Stored records
<<<<
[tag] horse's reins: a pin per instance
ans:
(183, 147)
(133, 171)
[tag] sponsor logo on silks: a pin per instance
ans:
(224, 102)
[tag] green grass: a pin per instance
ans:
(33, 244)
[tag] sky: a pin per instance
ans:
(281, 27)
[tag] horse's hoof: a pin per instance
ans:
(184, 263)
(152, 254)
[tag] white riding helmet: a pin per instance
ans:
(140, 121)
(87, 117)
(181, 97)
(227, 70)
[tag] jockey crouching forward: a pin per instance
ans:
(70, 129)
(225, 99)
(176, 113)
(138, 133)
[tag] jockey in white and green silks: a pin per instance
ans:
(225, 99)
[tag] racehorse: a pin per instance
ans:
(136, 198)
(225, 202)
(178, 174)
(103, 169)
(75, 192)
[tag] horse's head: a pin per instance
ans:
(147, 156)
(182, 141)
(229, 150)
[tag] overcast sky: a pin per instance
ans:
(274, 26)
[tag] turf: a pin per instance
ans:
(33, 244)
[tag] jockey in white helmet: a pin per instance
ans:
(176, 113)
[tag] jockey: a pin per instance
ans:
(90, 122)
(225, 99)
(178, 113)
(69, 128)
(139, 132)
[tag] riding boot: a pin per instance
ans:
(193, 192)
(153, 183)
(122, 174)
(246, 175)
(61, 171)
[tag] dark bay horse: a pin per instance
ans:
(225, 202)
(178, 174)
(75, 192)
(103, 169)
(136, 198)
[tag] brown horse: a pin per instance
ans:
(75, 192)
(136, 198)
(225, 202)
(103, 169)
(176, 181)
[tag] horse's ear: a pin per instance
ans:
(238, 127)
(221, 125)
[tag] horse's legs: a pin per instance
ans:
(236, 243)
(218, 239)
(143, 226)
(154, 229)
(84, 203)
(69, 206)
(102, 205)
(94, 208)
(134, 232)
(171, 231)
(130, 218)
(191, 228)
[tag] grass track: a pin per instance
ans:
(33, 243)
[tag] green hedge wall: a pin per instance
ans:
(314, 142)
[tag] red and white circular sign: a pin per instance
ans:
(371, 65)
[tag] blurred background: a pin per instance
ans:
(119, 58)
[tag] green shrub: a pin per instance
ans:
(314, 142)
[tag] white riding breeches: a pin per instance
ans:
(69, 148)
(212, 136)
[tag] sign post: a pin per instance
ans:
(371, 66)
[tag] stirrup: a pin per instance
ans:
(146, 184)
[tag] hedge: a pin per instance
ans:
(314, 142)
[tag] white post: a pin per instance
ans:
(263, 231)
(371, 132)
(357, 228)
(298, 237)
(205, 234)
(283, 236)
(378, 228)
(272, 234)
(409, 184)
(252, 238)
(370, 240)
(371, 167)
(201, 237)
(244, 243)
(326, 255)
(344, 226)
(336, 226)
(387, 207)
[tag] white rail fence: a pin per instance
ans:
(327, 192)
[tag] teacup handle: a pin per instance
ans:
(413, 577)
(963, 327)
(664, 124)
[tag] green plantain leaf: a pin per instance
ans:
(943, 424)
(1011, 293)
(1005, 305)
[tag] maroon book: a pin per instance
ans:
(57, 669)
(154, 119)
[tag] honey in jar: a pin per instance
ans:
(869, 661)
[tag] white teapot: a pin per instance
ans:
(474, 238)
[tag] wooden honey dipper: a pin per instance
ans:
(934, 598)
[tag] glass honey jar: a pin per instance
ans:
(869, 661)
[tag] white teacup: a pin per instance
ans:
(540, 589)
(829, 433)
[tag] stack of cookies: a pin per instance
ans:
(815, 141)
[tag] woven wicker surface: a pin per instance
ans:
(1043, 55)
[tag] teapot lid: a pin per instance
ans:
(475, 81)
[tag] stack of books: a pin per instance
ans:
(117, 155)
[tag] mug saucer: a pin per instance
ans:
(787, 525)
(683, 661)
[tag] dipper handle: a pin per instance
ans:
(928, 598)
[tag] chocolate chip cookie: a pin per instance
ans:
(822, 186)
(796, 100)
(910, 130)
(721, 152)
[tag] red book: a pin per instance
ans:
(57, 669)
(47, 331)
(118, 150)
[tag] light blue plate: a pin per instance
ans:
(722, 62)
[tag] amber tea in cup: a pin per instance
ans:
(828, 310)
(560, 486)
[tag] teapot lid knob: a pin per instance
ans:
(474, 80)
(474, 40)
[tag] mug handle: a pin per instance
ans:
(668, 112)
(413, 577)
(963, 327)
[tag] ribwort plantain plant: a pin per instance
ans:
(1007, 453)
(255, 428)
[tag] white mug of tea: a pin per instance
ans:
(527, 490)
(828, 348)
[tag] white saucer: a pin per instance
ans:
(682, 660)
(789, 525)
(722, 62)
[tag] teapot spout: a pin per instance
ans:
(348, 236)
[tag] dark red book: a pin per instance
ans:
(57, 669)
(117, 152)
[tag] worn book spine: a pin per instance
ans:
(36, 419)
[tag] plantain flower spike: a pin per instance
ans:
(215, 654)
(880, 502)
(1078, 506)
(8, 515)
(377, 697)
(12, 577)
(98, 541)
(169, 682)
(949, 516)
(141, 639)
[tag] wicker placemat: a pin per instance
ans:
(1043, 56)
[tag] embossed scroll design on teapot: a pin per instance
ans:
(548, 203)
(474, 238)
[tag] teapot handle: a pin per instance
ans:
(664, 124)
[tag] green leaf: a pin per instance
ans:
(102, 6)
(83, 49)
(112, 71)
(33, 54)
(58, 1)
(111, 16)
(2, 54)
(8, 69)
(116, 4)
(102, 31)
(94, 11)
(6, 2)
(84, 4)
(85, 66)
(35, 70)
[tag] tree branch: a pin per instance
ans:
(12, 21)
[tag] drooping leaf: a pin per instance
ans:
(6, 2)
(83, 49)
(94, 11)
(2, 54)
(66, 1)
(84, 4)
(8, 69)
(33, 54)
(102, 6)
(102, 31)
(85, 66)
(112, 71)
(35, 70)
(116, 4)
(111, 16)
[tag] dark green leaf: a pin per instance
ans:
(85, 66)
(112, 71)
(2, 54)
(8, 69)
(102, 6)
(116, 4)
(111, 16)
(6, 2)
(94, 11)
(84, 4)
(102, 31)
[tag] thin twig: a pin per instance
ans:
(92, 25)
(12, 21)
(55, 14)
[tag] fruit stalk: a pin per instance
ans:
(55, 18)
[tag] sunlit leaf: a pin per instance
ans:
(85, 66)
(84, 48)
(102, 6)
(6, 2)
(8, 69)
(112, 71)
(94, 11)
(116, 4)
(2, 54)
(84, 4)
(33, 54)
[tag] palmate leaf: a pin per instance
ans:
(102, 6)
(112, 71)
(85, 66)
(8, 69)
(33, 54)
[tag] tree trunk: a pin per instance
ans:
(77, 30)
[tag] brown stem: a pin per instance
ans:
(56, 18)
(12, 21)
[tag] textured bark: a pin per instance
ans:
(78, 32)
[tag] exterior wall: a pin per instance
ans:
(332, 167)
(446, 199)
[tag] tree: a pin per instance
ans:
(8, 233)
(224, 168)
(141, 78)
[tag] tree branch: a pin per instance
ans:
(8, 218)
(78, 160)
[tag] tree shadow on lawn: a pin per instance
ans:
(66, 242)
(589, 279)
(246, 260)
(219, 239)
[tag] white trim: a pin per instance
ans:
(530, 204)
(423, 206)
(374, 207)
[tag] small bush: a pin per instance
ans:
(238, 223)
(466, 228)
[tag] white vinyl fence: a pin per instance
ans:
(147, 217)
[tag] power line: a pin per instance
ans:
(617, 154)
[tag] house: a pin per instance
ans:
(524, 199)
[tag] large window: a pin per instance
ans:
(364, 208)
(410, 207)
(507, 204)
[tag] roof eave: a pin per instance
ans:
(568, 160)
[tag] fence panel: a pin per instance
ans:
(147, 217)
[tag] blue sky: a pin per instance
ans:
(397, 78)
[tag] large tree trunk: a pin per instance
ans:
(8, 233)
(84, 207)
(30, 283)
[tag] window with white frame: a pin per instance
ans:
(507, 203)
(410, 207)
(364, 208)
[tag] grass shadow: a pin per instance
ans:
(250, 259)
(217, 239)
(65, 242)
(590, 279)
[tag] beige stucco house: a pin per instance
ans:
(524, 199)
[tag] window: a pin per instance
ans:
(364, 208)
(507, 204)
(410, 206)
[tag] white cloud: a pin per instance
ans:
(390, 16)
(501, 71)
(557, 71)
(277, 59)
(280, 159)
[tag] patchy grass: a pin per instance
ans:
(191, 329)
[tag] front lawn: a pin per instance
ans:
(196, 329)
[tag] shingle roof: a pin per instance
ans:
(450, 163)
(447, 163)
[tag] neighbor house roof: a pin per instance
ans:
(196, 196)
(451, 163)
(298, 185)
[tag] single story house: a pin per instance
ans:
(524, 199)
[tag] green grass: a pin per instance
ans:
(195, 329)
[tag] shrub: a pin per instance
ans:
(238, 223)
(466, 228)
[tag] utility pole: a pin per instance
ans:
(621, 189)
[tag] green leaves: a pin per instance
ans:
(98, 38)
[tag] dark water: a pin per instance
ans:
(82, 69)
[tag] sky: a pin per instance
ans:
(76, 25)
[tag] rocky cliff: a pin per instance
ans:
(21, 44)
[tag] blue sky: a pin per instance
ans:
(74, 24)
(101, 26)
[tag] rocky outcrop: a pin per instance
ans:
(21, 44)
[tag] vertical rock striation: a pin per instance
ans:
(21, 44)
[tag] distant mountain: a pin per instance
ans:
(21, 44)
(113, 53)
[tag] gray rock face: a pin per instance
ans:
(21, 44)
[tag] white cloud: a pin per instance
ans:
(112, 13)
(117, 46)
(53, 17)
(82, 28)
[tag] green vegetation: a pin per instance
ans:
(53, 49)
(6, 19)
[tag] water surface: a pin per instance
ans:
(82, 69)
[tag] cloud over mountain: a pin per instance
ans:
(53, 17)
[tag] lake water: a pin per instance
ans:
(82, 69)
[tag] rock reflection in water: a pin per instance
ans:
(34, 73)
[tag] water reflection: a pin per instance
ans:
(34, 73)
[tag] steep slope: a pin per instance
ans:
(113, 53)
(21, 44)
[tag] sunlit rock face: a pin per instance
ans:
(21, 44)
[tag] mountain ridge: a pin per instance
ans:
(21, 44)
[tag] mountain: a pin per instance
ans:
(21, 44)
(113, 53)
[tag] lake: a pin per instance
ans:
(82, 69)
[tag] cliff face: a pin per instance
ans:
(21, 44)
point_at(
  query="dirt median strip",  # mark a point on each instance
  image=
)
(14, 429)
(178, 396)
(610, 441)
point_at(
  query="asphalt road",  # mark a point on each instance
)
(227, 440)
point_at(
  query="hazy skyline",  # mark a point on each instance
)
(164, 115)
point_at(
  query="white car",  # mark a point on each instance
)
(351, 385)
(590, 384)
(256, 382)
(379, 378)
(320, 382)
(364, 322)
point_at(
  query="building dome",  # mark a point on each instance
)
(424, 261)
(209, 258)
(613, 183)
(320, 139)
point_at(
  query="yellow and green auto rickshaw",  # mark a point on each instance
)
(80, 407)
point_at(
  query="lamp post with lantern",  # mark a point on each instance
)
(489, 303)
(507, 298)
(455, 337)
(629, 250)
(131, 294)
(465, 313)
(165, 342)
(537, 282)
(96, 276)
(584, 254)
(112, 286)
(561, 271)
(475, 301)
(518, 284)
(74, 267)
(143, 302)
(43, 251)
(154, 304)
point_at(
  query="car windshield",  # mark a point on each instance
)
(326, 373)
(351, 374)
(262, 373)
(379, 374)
>>>>
## Task item:
What lines in the data hold the word "shadow"? Return them.

## Written reply:
[tag] tree shadow on lawn: a pin per instance
[tag] grass shadow: a pin per instance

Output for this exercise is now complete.